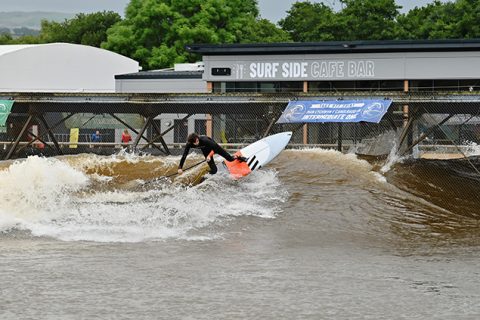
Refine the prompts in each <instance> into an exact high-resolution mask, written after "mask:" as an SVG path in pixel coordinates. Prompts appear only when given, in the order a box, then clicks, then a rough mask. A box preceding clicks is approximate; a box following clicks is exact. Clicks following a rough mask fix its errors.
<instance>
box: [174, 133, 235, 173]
mask: <svg viewBox="0 0 480 320" xmlns="http://www.w3.org/2000/svg"><path fill="white" fill-rule="evenodd" d="M198 142H199V144H198V146H196V145H194V144H193V143H188V142H187V144H186V145H185V150H184V151H183V156H182V159H181V160H180V165H179V166H178V168H179V169H182V168H183V164H184V163H185V160H186V159H187V155H188V152H189V151H190V148H196V149H200V150H202V153H203V155H204V156H205V157H207V156H208V155H209V154H210V152H212V150H213V152H214V153H216V154H218V155H221V156H222V157H224V158H225V160H227V161H233V160H235V158H234V157H232V155H230V153H228V152H227V151H225V150H224V149H223V148H222V147H220V146H219V145H218V143H216V142H215V141H214V140H213V139H212V138H209V137H207V136H199V137H198ZM207 163H208V166H209V167H210V173H211V174H215V173H217V166H216V165H215V161H214V160H213V157H212V158H211V159H210V161H208V162H207Z"/></svg>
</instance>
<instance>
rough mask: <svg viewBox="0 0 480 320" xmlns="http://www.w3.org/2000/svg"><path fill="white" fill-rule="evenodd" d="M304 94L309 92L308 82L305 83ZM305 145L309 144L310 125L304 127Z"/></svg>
mask: <svg viewBox="0 0 480 320" xmlns="http://www.w3.org/2000/svg"><path fill="white" fill-rule="evenodd" d="M303 92H304V93H307V92H308V81H303ZM303 144H308V124H306V123H305V124H304V125H303Z"/></svg>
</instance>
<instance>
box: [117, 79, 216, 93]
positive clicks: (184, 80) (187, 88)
mask: <svg viewBox="0 0 480 320" xmlns="http://www.w3.org/2000/svg"><path fill="white" fill-rule="evenodd" d="M115 92H120V93H134V92H143V93H206V92H207V83H206V82H205V81H204V80H202V79H154V78H152V79H116V80H115Z"/></svg>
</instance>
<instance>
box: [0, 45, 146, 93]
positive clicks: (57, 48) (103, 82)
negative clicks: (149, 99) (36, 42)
mask: <svg viewBox="0 0 480 320" xmlns="http://www.w3.org/2000/svg"><path fill="white" fill-rule="evenodd" d="M138 70H139V64H138V62H137V61H135V60H132V59H130V58H127V57H125V56H122V55H119V54H117V53H114V52H111V51H107V50H103V49H99V48H95V47H90V46H84V45H77V44H69V43H51V44H38V45H0V92H115V75H117V74H125V73H133V72H138Z"/></svg>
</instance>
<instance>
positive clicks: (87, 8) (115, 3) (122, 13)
mask: <svg viewBox="0 0 480 320" xmlns="http://www.w3.org/2000/svg"><path fill="white" fill-rule="evenodd" d="M443 1H447V0H443ZM129 2H130V0H81V1H71V0H0V11H4V12H5V11H55V12H68V13H80V12H85V13H88V12H95V11H103V10H112V11H116V12H118V13H120V14H122V15H123V12H124V9H125V7H126V5H127V4H128V3H129ZM294 2H296V0H258V3H259V5H260V13H261V15H262V17H263V18H266V19H269V20H270V21H272V22H277V21H278V20H279V19H281V18H283V17H285V16H286V11H287V10H289V9H290V8H291V6H292V4H293V3H294ZM313 2H324V3H325V4H329V5H332V6H334V7H335V8H339V7H340V1H339V0H323V1H320V0H317V1H313ZM396 2H397V4H398V5H400V6H402V7H403V10H402V12H404V11H408V10H410V9H412V8H414V7H416V6H424V5H425V4H427V3H431V2H433V0H396Z"/></svg>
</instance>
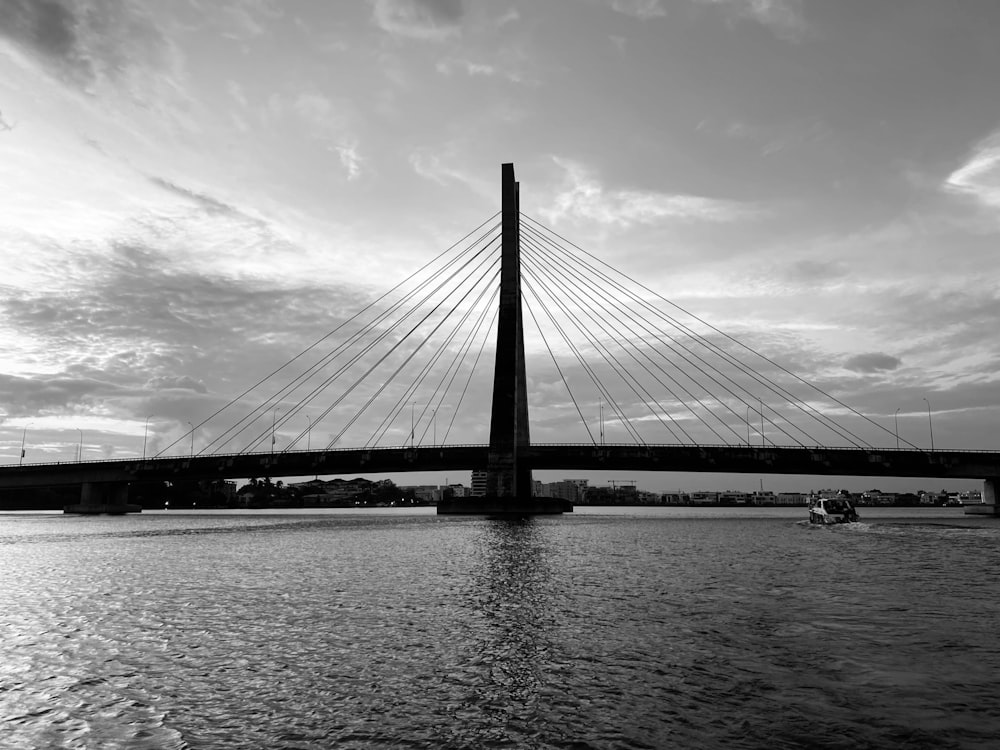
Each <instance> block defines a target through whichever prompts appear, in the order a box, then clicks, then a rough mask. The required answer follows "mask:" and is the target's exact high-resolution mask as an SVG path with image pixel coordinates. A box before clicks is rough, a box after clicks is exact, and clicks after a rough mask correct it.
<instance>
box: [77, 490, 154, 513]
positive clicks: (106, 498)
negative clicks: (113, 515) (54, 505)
mask: <svg viewBox="0 0 1000 750" xmlns="http://www.w3.org/2000/svg"><path fill="white" fill-rule="evenodd" d="M63 512H64V513H81V514H89V515H96V514H99V513H108V514H112V515H121V514H123V513H141V512H142V506H141V505H134V504H131V503H129V502H128V482H84V483H83V484H82V485H81V486H80V502H79V503H77V504H76V505H67V506H66V507H64V508H63Z"/></svg>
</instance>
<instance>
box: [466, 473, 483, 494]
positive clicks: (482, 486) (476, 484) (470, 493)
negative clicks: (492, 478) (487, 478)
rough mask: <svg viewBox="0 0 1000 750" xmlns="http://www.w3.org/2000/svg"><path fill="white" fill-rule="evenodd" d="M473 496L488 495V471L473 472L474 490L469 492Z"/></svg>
mask: <svg viewBox="0 0 1000 750" xmlns="http://www.w3.org/2000/svg"><path fill="white" fill-rule="evenodd" d="M469 494H470V495H471V496H472V497H485V495H486V472H485V471H474V472H472V490H471V491H470V492H469Z"/></svg>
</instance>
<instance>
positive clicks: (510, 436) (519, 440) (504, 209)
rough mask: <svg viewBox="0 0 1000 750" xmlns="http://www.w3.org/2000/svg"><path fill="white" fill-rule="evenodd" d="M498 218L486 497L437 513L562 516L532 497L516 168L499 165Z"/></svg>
mask: <svg viewBox="0 0 1000 750" xmlns="http://www.w3.org/2000/svg"><path fill="white" fill-rule="evenodd" d="M500 176H501V196H500V197H501V203H500V205H501V217H500V229H501V236H500V307H499V311H498V314H497V349H496V362H495V364H494V367H493V401H492V410H491V413H490V445H489V450H488V453H487V465H486V497H485V498H482V497H474V498H468V499H467V500H466V499H463V498H455V499H453V500H451V501H444V502H441V503H439V504H438V513H442V514H451V513H460V514H467V513H468V514H476V515H527V514H538V513H564V512H566V511H572V510H573V506H572V505H571V504H570V503H568V502H566V501H564V500H555V499H553V498H533V497H532V481H531V466H530V465H529V463H528V461H527V458H526V455H525V454H526V453H527V452H528V449H529V448H530V447H531V437H530V433H529V430H528V383H527V376H526V374H525V366H524V323H523V320H522V317H521V210H520V189H519V183H518V182H517V180H516V179H515V177H514V165H513V164H502V165H501V167H500Z"/></svg>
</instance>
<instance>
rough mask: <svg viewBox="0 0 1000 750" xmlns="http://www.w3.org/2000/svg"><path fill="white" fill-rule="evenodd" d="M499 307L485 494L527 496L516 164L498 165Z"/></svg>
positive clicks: (526, 393)
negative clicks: (524, 460) (489, 445)
mask: <svg viewBox="0 0 1000 750" xmlns="http://www.w3.org/2000/svg"><path fill="white" fill-rule="evenodd" d="M501 176H502V201H501V210H502V217H501V228H502V233H503V234H502V240H501V256H500V309H499V313H498V318H497V353H496V364H495V366H494V371H493V407H492V409H493V410H492V414H491V416H490V450H489V465H488V466H487V479H486V488H487V494H489V495H493V496H497V497H521V498H529V497H531V469H530V468H527V467H526V466H523V465H519V463H518V452H519V451H520V450H522V449H526V448H527V447H528V446H529V445H530V438H529V434H528V390H527V381H526V378H525V372H524V329H523V326H522V322H521V224H520V221H521V215H520V200H519V195H518V183H517V181H516V180H515V179H514V165H513V164H504V165H503V166H502V167H501Z"/></svg>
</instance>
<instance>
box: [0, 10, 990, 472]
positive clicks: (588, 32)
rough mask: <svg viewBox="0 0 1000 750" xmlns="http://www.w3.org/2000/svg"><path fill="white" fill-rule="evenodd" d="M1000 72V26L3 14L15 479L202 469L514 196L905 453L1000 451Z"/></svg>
mask: <svg viewBox="0 0 1000 750" xmlns="http://www.w3.org/2000/svg"><path fill="white" fill-rule="evenodd" d="M998 38H1000V4H998V3H996V2H995V0H961V2H940V0H838V1H837V2H822V1H820V0H546V2H518V1H516V0H515V1H511V2H506V1H504V0H498V1H496V2H485V0H480V1H476V0H367V1H362V0H356V1H355V2H337V3H332V2H320V1H319V0H287V1H282V2H279V1H278V0H155V1H153V2H150V1H148V0H147V1H144V2H139V1H138V0H135V1H134V2H133V1H130V0H0V180H2V182H0V187H2V189H0V269H2V274H0V415H3V416H2V419H3V422H2V424H0V462H4V463H13V462H16V461H17V460H18V458H19V455H20V448H21V443H22V439H23V440H25V442H26V445H27V448H28V453H27V458H26V459H25V460H60V459H62V460H69V459H72V458H73V457H74V456H75V455H76V452H77V451H78V450H80V446H81V444H82V445H83V450H84V452H85V453H86V454H87V455H88V456H91V457H94V458H97V457H104V456H112V457H122V456H127V455H136V454H138V453H140V452H141V451H142V447H143V441H144V438H146V437H147V435H148V442H149V446H150V450H152V449H153V448H156V449H159V448H161V447H163V446H166V445H169V444H170V443H171V442H172V441H173V440H175V439H177V438H178V437H179V436H181V435H183V434H184V432H186V431H187V430H188V429H189V427H188V422H191V423H194V424H198V423H200V422H201V420H202V419H204V418H205V417H206V416H207V415H208V413H210V412H211V411H212V409H213V408H215V407H216V406H217V405H218V404H219V403H222V402H224V401H226V400H228V399H229V398H230V397H231V396H233V395H235V394H236V393H238V392H240V391H241V390H242V389H243V388H244V387H246V386H247V385H249V384H251V383H252V382H253V381H255V380H256V379H257V377H259V376H260V375H262V374H264V373H266V372H269V371H270V370H271V369H273V368H274V367H275V366H276V365H277V364H280V363H281V362H283V361H284V360H285V359H287V358H288V357H289V356H291V355H293V354H295V353H296V352H297V351H299V350H301V349H302V348H304V347H305V346H306V345H308V344H309V343H311V342H312V341H314V340H315V339H316V338H318V337H319V336H321V335H322V334H323V333H324V332H326V331H328V330H329V329H331V328H332V327H333V325H334V324H335V323H336V322H337V321H338V320H342V319H343V318H344V317H345V316H347V315H349V314H351V312H352V311H354V310H356V309H358V308H359V307H361V306H362V305H364V304H365V303H366V301H368V300H369V299H371V298H372V297H373V296H375V295H378V294H379V293H381V292H383V291H385V290H386V289H387V288H388V287H390V286H392V284H394V283H395V282H396V281H398V280H399V279H400V278H401V277H402V276H404V275H405V274H406V273H408V272H409V271H410V270H412V269H415V268H417V267H419V266H420V265H422V264H423V263H425V262H426V261H427V260H429V259H430V258H431V257H433V256H434V255H435V254H437V253H438V252H440V251H441V250H443V249H444V248H445V247H447V246H449V245H450V244H451V243H453V242H454V241H455V240H457V239H458V238H460V237H462V236H463V235H464V234H465V233H466V232H468V231H469V230H471V229H472V228H473V227H475V226H476V225H478V224H479V223H480V222H482V221H484V220H485V219H486V218H488V217H489V216H491V215H492V214H493V213H494V212H495V211H497V210H498V208H499V174H500V169H499V166H500V164H501V163H502V162H514V163H515V166H516V169H517V176H518V179H519V180H520V181H521V207H522V210H523V211H524V212H526V213H528V214H530V215H531V216H533V217H536V218H538V219H539V220H541V221H543V222H545V223H546V224H547V225H548V226H550V227H552V228H553V229H555V230H556V231H558V232H559V233H560V234H561V235H562V236H564V237H567V238H569V239H571V240H572V241H573V242H575V243H577V244H579V245H580V246H581V247H584V248H585V249H586V250H587V251H589V252H591V253H594V254H595V255H597V256H599V257H600V258H602V259H603V260H605V261H607V262H608V263H609V264H611V265H612V266H614V267H616V268H619V269H621V270H622V271H623V272H625V273H627V274H629V275H630V276H632V277H634V278H641V279H642V280H643V282H644V283H645V284H646V285H648V286H649V287H651V288H653V289H655V290H656V291H658V292H659V293H661V294H663V295H664V296H666V297H668V298H669V299H671V300H674V301H676V302H678V303H680V304H682V305H684V306H685V307H686V308H687V309H690V310H692V311H694V312H696V313H697V314H698V315H699V316H701V317H703V318H705V319H706V320H709V321H711V322H712V323H713V324H714V325H716V326H718V327H719V328H721V329H722V330H725V331H728V332H730V333H733V334H734V335H739V336H741V337H746V338H748V339H750V340H752V341H754V342H755V343H756V345H757V346H758V348H760V349H762V350H763V351H765V352H767V353H769V354H770V355H773V356H775V357H777V358H778V359H779V360H781V361H782V362H783V363H785V364H787V365H788V366H790V367H792V368H794V370H795V371H796V372H797V373H798V374H800V375H802V376H803V377H805V378H806V379H809V380H811V381H817V382H820V383H822V384H823V386H824V387H825V388H828V389H831V390H832V391H833V392H835V393H836V394H837V396H838V398H840V399H842V400H843V401H845V402H846V403H849V404H850V405H852V406H854V407H856V408H857V409H859V410H860V411H861V412H863V413H865V414H866V415H869V416H870V417H871V418H873V419H875V420H878V421H880V423H882V424H885V425H887V426H888V428H889V429H894V420H895V422H896V423H898V425H899V432H900V434H901V436H903V437H904V439H906V440H909V441H910V442H912V443H914V444H916V445H918V446H923V447H928V446H929V441H930V430H931V428H932V429H933V434H934V441H935V444H936V447H938V448H942V447H944V448H990V449H1000V435H998V432H997V430H996V425H997V424H998V423H1000V406H998V405H1000V381H998V376H997V372H998V369H1000V345H998V342H1000V336H998V333H997V323H998V321H1000V287H998V283H997V278H998V277H1000V259H998V248H1000V245H998V239H1000V218H998V209H1000V90H998V89H1000V78H998V76H997V71H998V70H1000V45H998V44H997V43H996V40H997V39H998ZM925 399H926V400H925ZM928 406H929V407H930V410H931V412H932V420H929V419H928V413H927V410H928ZM897 410H898V412H897ZM147 417H148V418H149V419H148V421H147ZM147 425H148V433H147V431H146V430H147ZM533 429H534V430H535V433H534V434H533V437H537V438H539V439H541V440H544V438H545V437H546V434H545V430H546V427H545V425H544V423H541V426H539V427H537V428H535V427H534V426H533ZM468 430H469V431H467V432H466V433H465V434H458V435H456V436H453V438H452V442H463V441H466V440H468V441H483V440H485V437H480V436H479V435H478V433H477V432H476V430H475V429H473V428H472V427H469V428H468ZM610 439H611V436H610V435H609V440H610ZM753 481H754V483H755V482H756V479H754V480H753ZM679 483H680V482H679V481H675V479H671V480H670V481H669V482H667V484H669V485H671V486H673V485H674V484H679ZM666 488H667V487H666V486H664V489H666Z"/></svg>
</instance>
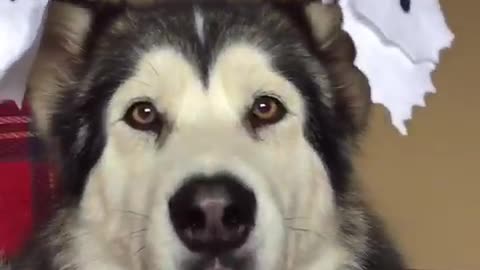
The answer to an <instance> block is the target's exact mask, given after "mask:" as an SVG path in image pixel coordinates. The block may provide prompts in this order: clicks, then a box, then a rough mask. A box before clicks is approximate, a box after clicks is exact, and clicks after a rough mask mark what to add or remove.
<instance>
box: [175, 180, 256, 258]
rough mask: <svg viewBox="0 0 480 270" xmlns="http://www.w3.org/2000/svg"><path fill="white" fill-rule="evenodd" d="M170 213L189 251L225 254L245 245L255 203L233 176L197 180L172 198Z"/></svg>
mask: <svg viewBox="0 0 480 270" xmlns="http://www.w3.org/2000/svg"><path fill="white" fill-rule="evenodd" d="M169 211H170V219H171V222H172V224H173V227H174V228H175V231H176V233H177V235H178V236H179V238H180V239H181V240H182V242H183V243H184V244H185V246H186V247H187V248H189V249H190V250H191V251H194V252H202V253H222V252H226V251H230V250H233V249H236V248H239V247H241V246H242V245H243V244H244V243H245V242H246V240H247V237H248V235H249V233H250V231H251V229H252V228H253V227H254V225H255V213H256V199H255V195H254V194H253V192H252V191H251V190H249V189H248V188H247V187H245V186H244V185H243V184H241V183H240V182H239V181H237V179H236V178H235V177H233V176H231V175H228V174H218V175H214V176H212V177H206V176H195V177H192V178H190V179H188V181H187V182H186V184H184V185H183V186H182V187H181V188H180V189H179V190H178V191H177V192H176V193H175V194H174V195H173V196H172V198H171V199H170V201H169Z"/></svg>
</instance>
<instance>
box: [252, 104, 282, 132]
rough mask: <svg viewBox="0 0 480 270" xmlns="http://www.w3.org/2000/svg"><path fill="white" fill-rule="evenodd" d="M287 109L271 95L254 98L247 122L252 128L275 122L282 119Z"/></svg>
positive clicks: (272, 123)
mask: <svg viewBox="0 0 480 270" xmlns="http://www.w3.org/2000/svg"><path fill="white" fill-rule="evenodd" d="M286 113H287V110H286V109H285V107H284V106H283V104H282V103H281V102H280V101H279V100H278V99H276V98H274V97H271V96H261V97H258V98H257V99H255V101H254V102H253V106H252V108H251V109H250V113H249V122H250V125H251V126H252V127H253V128H257V127H261V126H266V125H271V124H275V123H277V122H278V121H280V120H282V119H283V117H284V116H285V114H286Z"/></svg>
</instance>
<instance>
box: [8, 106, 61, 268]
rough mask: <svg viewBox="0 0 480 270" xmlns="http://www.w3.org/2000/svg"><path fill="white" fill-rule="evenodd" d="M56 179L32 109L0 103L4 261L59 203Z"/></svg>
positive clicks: (12, 253) (28, 106) (14, 251)
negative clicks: (32, 229)
mask: <svg viewBox="0 0 480 270" xmlns="http://www.w3.org/2000/svg"><path fill="white" fill-rule="evenodd" d="M56 186H57V185H56V182H55V177H54V175H53V170H52V169H51V168H50V166H49V164H48V161H47V158H46V156H45V151H43V148H42V145H41V143H40V141H39V139H38V138H37V137H36V136H35V133H34V132H32V128H31V117H30V108H29V106H28V104H25V105H24V106H23V107H22V109H20V110H19V109H18V108H17V106H16V105H15V103H13V102H3V103H0V260H1V257H6V259H8V258H9V257H10V256H14V255H15V254H16V252H18V251H19V249H20V248H21V247H22V244H23V243H24V241H25V239H27V238H28V237H29V236H30V233H31V230H32V229H33V228H34V226H36V225H37V224H39V223H41V222H42V220H44V219H45V217H46V216H47V215H48V213H49V211H50V210H51V206H52V204H53V202H54V201H55V187H56Z"/></svg>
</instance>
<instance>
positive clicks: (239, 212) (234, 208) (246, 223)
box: [222, 204, 251, 230]
mask: <svg viewBox="0 0 480 270" xmlns="http://www.w3.org/2000/svg"><path fill="white" fill-rule="evenodd" d="M242 212H243V211H242V210H241V208H240V207H239V206H238V205H234V204H233V205H229V206H227V207H226V208H225V210H224V213H223V217H222V222H223V225H224V226H225V227H227V228H229V229H233V230H235V229H239V228H240V227H245V226H247V225H248V224H250V223H251V222H250V221H249V220H248V217H247V215H245V213H242Z"/></svg>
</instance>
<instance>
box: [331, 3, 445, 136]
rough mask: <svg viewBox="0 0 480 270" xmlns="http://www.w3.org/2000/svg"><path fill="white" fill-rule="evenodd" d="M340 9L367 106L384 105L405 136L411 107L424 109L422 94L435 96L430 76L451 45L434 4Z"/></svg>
mask: <svg viewBox="0 0 480 270" xmlns="http://www.w3.org/2000/svg"><path fill="white" fill-rule="evenodd" d="M340 5H341V7H342V10H343V14H344V24H343V28H344V30H345V31H347V32H348V33H349V34H350V35H351V36H352V39H353V40H354V43H355V46H356V48H357V58H356V60H355V64H356V65H357V66H358V68H359V69H360V70H362V71H363V72H364V73H365V75H366V76H367V77H368V79H369V82H370V86H371V90H372V101H373V102H374V103H378V104H382V105H384V106H385V107H386V108H387V109H388V110H389V112H390V117H391V120H392V123H393V125H394V126H395V127H396V128H397V129H398V130H399V132H400V133H401V134H402V135H406V134H407V128H406V126H405V121H407V120H409V119H411V118H412V110H413V107H414V106H422V107H423V106H425V101H424V96H425V94H427V93H434V92H435V91H436V90H435V87H434V85H433V83H432V79H431V73H432V71H433V70H435V67H436V64H437V62H438V60H439V53H440V51H441V50H442V49H444V48H447V47H450V46H451V42H452V40H453V34H452V33H451V32H450V30H449V29H448V27H447V25H446V24H445V20H444V18H443V14H442V12H441V9H440V6H439V3H438V0H411V1H409V0H340Z"/></svg>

——————————

**Job:** Copy the items word for word from their start through the line containing "box: [174, 133, 235, 173]", including that line, and leave out any pictures.

**Answer below:**
Refine the prompts in each <instance> into an exact high-resolution mask, written after "mask:" as an SVG path in pixel coordinates. Prompts appear only when given, in the order a box, then clicks, then a rough mask. A box preceding clicks is approximate; a box following clicks is exact. Clicks following a rough mask fix its errors.
<instance>
box: [174, 133, 235, 173]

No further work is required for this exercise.